DATASET ROWS
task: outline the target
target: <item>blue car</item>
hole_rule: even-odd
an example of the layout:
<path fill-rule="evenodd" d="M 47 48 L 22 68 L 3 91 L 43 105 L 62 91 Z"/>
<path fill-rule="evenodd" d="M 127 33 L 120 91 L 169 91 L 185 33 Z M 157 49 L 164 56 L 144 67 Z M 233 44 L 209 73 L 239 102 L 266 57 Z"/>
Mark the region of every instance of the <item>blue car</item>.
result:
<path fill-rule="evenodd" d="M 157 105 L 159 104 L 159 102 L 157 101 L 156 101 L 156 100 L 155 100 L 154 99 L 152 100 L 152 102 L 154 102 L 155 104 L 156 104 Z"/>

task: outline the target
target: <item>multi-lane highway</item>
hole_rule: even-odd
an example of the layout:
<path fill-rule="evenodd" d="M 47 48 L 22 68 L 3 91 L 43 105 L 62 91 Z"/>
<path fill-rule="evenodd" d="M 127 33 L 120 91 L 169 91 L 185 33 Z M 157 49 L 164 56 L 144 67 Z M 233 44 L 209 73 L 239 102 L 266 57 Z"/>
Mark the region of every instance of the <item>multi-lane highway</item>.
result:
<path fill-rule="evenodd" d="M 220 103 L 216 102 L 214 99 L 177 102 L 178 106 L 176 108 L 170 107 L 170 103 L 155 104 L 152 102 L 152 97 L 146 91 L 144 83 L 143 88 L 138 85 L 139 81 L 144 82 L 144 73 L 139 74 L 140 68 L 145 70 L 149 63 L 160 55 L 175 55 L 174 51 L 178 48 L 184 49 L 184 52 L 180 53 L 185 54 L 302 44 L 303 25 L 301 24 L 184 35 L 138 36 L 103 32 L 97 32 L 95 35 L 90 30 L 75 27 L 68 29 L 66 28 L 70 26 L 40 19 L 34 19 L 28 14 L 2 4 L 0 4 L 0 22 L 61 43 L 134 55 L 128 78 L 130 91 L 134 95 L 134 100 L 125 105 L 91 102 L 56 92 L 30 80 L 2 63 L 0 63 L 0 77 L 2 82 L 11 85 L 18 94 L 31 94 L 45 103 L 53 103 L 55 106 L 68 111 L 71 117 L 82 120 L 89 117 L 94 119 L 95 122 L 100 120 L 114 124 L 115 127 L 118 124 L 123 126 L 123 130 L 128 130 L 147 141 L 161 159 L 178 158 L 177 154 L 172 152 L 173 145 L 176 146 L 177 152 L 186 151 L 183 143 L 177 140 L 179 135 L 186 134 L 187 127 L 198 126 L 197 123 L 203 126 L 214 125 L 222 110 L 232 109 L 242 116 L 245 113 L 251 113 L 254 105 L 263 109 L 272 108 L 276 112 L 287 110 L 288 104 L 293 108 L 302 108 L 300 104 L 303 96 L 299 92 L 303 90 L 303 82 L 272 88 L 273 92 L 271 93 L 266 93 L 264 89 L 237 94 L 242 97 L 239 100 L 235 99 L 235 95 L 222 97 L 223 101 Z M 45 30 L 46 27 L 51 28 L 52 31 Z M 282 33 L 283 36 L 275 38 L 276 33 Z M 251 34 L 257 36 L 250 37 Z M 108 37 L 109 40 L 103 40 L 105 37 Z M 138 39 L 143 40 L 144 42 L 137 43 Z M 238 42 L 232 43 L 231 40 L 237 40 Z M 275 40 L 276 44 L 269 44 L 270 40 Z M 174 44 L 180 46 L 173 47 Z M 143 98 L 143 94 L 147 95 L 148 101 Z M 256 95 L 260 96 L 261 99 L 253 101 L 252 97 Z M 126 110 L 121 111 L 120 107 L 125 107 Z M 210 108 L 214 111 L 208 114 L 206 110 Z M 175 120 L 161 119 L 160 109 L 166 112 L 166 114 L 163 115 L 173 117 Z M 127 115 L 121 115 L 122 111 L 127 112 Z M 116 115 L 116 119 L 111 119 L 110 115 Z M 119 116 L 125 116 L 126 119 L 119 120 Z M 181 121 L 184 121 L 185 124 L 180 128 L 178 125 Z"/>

OBJECTIVE
Rewrite the listing above with each "outline the target" changed to "trace the target", leaving everything else untouched.

WRITTEN RESPONSE
task: trace the target
target: <item>blue car</item>
hole_rule: even-odd
an example of the layout:
<path fill-rule="evenodd" d="M 47 48 L 22 68 L 3 91 L 43 105 L 62 91 Z"/>
<path fill-rule="evenodd" d="M 127 33 L 120 91 L 169 91 L 185 33 Z M 157 49 L 164 56 L 144 67 Z M 233 44 L 209 73 L 239 102 L 266 57 Z"/>
Mark the region of every instance of the <item>blue car</item>.
result:
<path fill-rule="evenodd" d="M 157 105 L 159 104 L 159 102 L 157 101 L 156 101 L 156 100 L 155 100 L 154 99 L 152 100 L 152 102 L 154 102 L 155 104 L 156 104 Z"/>

task: trace the target
target: <item>multi-lane highway</item>
hole_rule: even-odd
an example of the layout:
<path fill-rule="evenodd" d="M 47 48 L 22 68 L 3 91 L 43 105 L 62 91 Z"/>
<path fill-rule="evenodd" d="M 127 33 L 120 91 L 169 91 L 185 33 Z M 157 49 L 164 56 L 144 67 Z M 233 44 L 209 73 L 239 102 L 266 57 Z"/>
Mark the region of every instance of the <item>multi-lane highway</item>.
result:
<path fill-rule="evenodd" d="M 220 103 L 216 102 L 214 99 L 177 102 L 178 106 L 176 108 L 170 107 L 170 103 L 155 104 L 152 102 L 152 97 L 146 91 L 144 83 L 143 88 L 138 85 L 139 81 L 144 82 L 144 73 L 139 74 L 140 68 L 145 70 L 149 63 L 160 55 L 175 55 L 174 51 L 178 48 L 184 49 L 184 52 L 180 53 L 185 54 L 302 44 L 303 25 L 301 24 L 184 35 L 138 36 L 103 32 L 97 32 L 95 35 L 90 30 L 75 27 L 68 29 L 66 28 L 70 26 L 40 19 L 34 19 L 28 14 L 2 4 L 0 4 L 0 22 L 61 43 L 134 55 L 128 78 L 130 91 L 134 95 L 134 100 L 125 105 L 91 102 L 56 92 L 30 80 L 2 63 L 0 63 L 0 77 L 2 82 L 11 85 L 18 94 L 31 94 L 45 103 L 53 103 L 55 106 L 68 111 L 71 117 L 82 120 L 89 117 L 94 119 L 95 122 L 100 120 L 114 124 L 115 127 L 118 124 L 123 126 L 123 130 L 128 130 L 147 141 L 161 159 L 178 158 L 177 154 L 172 152 L 173 145 L 176 146 L 177 152 L 186 151 L 183 143 L 177 140 L 179 135 L 186 134 L 187 127 L 198 126 L 197 123 L 203 126 L 214 125 L 222 110 L 232 109 L 242 116 L 245 113 L 251 113 L 254 105 L 263 109 L 272 108 L 276 112 L 287 110 L 288 104 L 293 108 L 302 108 L 300 104 L 303 96 L 299 92 L 303 90 L 303 82 L 272 88 L 273 92 L 271 93 L 266 93 L 264 89 L 237 94 L 242 97 L 239 100 L 235 99 L 235 95 L 222 97 L 223 101 Z M 45 30 L 46 27 L 51 28 L 52 31 Z M 282 33 L 283 36 L 275 38 L 276 33 Z M 251 34 L 257 36 L 250 37 Z M 108 37 L 109 40 L 103 40 L 105 37 Z M 138 39 L 143 40 L 144 42 L 137 43 Z M 238 42 L 232 43 L 231 40 L 237 40 Z M 275 40 L 276 44 L 269 44 L 270 40 Z M 174 44 L 180 46 L 173 47 Z M 143 98 L 143 94 L 147 95 L 148 101 Z M 256 95 L 260 96 L 261 99 L 253 101 L 252 97 Z M 126 110 L 121 111 L 120 107 L 125 107 Z M 210 108 L 214 111 L 208 114 L 206 110 Z M 175 120 L 161 119 L 160 109 L 166 112 L 166 114 L 163 115 L 173 117 Z M 127 115 L 121 115 L 122 111 L 127 112 Z M 116 115 L 116 119 L 111 119 L 110 115 Z M 119 116 L 125 116 L 126 119 L 119 120 Z M 181 121 L 184 121 L 185 124 L 180 128 L 178 125 Z"/>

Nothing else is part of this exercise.